> Materials provided
- - - - -

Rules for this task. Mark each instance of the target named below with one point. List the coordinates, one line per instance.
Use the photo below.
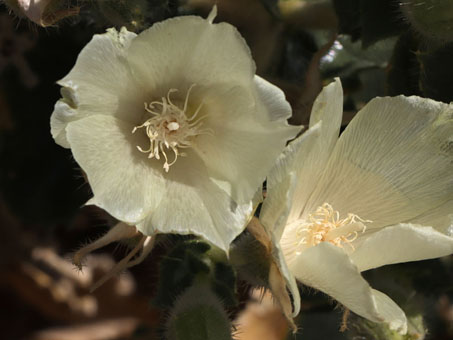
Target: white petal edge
(297, 170)
(193, 204)
(288, 276)
(99, 83)
(392, 163)
(124, 181)
(400, 243)
(329, 269)
(186, 48)
(281, 182)
(245, 141)
(328, 109)
(272, 100)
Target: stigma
(170, 128)
(323, 225)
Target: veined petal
(193, 204)
(189, 49)
(329, 269)
(232, 115)
(400, 243)
(99, 83)
(392, 163)
(124, 182)
(328, 109)
(298, 169)
(440, 218)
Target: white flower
(382, 193)
(172, 127)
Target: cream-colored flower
(172, 127)
(382, 193)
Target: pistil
(171, 128)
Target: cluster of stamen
(170, 128)
(325, 225)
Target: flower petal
(193, 204)
(282, 180)
(329, 269)
(400, 243)
(124, 182)
(272, 100)
(392, 163)
(288, 276)
(189, 48)
(440, 218)
(297, 170)
(99, 83)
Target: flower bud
(198, 314)
(433, 19)
(42, 12)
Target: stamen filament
(172, 128)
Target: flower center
(324, 225)
(170, 128)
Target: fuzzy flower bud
(41, 12)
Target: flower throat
(171, 128)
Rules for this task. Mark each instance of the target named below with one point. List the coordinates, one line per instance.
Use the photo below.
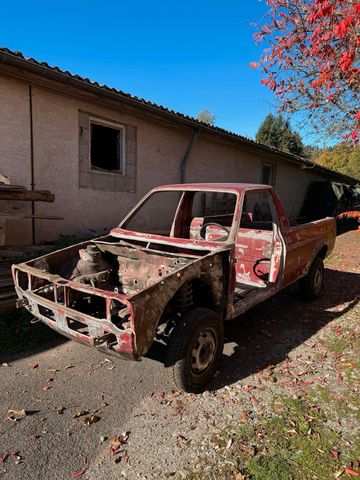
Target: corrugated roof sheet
(8, 56)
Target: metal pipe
(32, 170)
(193, 139)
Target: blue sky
(186, 55)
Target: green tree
(343, 157)
(206, 116)
(275, 131)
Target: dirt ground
(284, 404)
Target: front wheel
(195, 349)
(311, 285)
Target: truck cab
(184, 260)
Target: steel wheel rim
(203, 352)
(318, 279)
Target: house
(99, 150)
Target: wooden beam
(27, 195)
(9, 216)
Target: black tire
(311, 285)
(192, 363)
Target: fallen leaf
(79, 473)
(239, 476)
(338, 473)
(159, 394)
(334, 453)
(243, 416)
(81, 413)
(17, 458)
(248, 449)
(4, 457)
(351, 472)
(17, 413)
(94, 418)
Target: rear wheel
(195, 349)
(311, 285)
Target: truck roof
(222, 187)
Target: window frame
(272, 174)
(115, 126)
(102, 179)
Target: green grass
(17, 334)
(290, 442)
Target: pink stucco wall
(159, 152)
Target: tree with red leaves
(311, 61)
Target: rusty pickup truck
(184, 260)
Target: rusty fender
(148, 306)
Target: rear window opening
(195, 215)
(23, 280)
(77, 326)
(92, 305)
(47, 312)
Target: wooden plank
(6, 282)
(9, 216)
(27, 195)
(9, 294)
(8, 304)
(11, 253)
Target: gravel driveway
(92, 417)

- - - - -

> Your instructions
What you return should match, exactly, the stretch of the listing above that runs from the line with "Target: rusty fender" to its last line.

> Written reply
Target: rusty fender
(148, 306)
Target: rear window opening
(195, 215)
(23, 280)
(77, 326)
(92, 305)
(47, 312)
Target: wooden plank
(6, 282)
(9, 216)
(27, 195)
(9, 294)
(8, 304)
(11, 253)
Target: gravel driveway
(92, 417)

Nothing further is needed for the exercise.